■ THE PROBLEM: Retype every item below word for word, leaving the pictures out.
[begin EXCERPTED RECORDS]
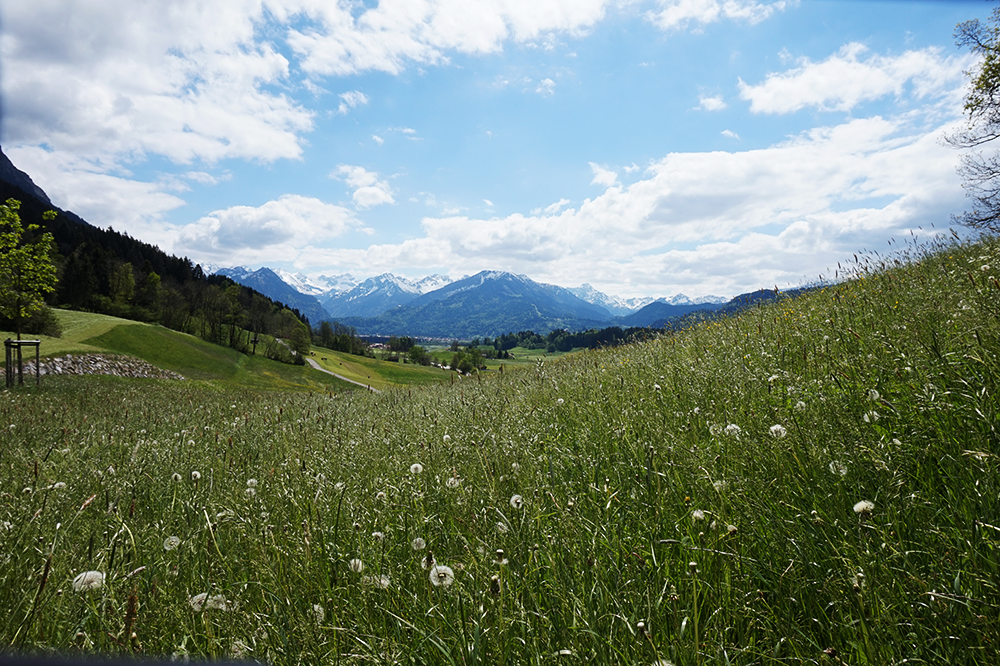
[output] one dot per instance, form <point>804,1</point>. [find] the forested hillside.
<point>105,271</point>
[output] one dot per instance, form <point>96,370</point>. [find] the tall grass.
<point>814,481</point>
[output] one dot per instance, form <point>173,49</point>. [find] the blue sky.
<point>646,147</point>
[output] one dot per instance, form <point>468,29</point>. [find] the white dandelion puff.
<point>218,602</point>
<point>88,580</point>
<point>442,576</point>
<point>864,507</point>
<point>382,582</point>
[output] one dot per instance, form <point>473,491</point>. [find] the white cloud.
<point>369,190</point>
<point>714,103</point>
<point>603,176</point>
<point>279,230</point>
<point>679,14</point>
<point>853,76</point>
<point>339,40</point>
<point>120,79</point>
<point>552,209</point>
<point>351,100</point>
<point>719,222</point>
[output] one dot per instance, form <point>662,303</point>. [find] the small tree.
<point>27,273</point>
<point>981,172</point>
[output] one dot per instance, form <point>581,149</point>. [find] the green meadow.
<point>811,482</point>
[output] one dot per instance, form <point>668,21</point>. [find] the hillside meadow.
<point>812,482</point>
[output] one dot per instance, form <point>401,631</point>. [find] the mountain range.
<point>489,303</point>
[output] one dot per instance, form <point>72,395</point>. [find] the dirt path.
[end EXCERPTED RECORDS]
■ TASK RESULT:
[output] one dot per instance, form <point>804,1</point>. [find] the forested hillside.
<point>105,271</point>
[output] one dot per instance, form <point>96,370</point>. [find] the tall grass.
<point>814,481</point>
[output] one dot per instance, form <point>173,49</point>. [find] the blue sky.
<point>646,147</point>
[output] one dot per instance, form <point>468,29</point>. [find] the white dandelion puff.
<point>218,602</point>
<point>88,580</point>
<point>442,576</point>
<point>864,507</point>
<point>382,582</point>
[output] one dot per instance, form <point>473,491</point>. [find] the white cloud.
<point>369,190</point>
<point>714,103</point>
<point>603,176</point>
<point>279,230</point>
<point>679,14</point>
<point>853,76</point>
<point>339,40</point>
<point>120,79</point>
<point>552,209</point>
<point>351,100</point>
<point>719,222</point>
[output] one dot per instance, form <point>662,303</point>. [find] the small tree.
<point>27,273</point>
<point>981,172</point>
[output] one dot per instance, form <point>581,149</point>. [find] the green meadow.
<point>811,482</point>
[output] one dot per instance, form <point>668,21</point>. [find] the hillside meadow.
<point>812,482</point>
[output] one dot per instance, form <point>401,631</point>. [find] the mountain range.
<point>489,303</point>
[output] one dot per instance, form <point>72,395</point>. [find] the dirt path.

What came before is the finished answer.